---- Provided data

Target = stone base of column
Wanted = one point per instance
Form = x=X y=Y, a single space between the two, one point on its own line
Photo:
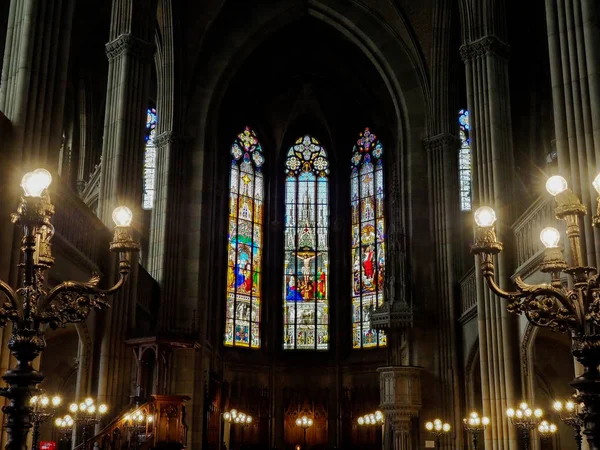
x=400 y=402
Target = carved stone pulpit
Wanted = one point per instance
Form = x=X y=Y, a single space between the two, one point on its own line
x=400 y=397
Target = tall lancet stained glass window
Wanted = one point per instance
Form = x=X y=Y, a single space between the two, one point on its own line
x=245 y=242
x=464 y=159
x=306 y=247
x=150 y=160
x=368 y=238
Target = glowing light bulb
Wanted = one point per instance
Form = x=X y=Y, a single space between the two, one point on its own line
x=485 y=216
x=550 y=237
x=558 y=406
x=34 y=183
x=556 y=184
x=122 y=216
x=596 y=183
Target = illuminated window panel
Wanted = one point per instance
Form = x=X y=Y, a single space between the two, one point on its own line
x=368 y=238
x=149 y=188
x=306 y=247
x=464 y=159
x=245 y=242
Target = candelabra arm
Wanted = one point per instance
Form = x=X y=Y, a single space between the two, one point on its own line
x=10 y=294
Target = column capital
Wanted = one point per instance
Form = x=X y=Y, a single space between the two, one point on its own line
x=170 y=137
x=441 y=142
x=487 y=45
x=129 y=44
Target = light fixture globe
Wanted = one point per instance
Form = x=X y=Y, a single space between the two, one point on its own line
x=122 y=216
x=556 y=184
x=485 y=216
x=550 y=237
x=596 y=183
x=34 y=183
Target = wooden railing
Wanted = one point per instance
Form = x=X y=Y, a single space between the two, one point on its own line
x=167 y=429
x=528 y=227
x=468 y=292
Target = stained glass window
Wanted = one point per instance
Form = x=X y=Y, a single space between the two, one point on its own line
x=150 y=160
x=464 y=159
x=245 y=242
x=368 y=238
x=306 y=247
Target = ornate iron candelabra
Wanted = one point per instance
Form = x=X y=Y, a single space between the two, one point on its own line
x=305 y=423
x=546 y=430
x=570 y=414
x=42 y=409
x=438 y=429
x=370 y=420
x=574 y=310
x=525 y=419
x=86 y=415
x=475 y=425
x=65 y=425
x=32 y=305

--------

Task: For every line of the records that has the word "glass" in it, make a copy.

Your solution:
Target = tall lancet stained glass window
Target = stained glass window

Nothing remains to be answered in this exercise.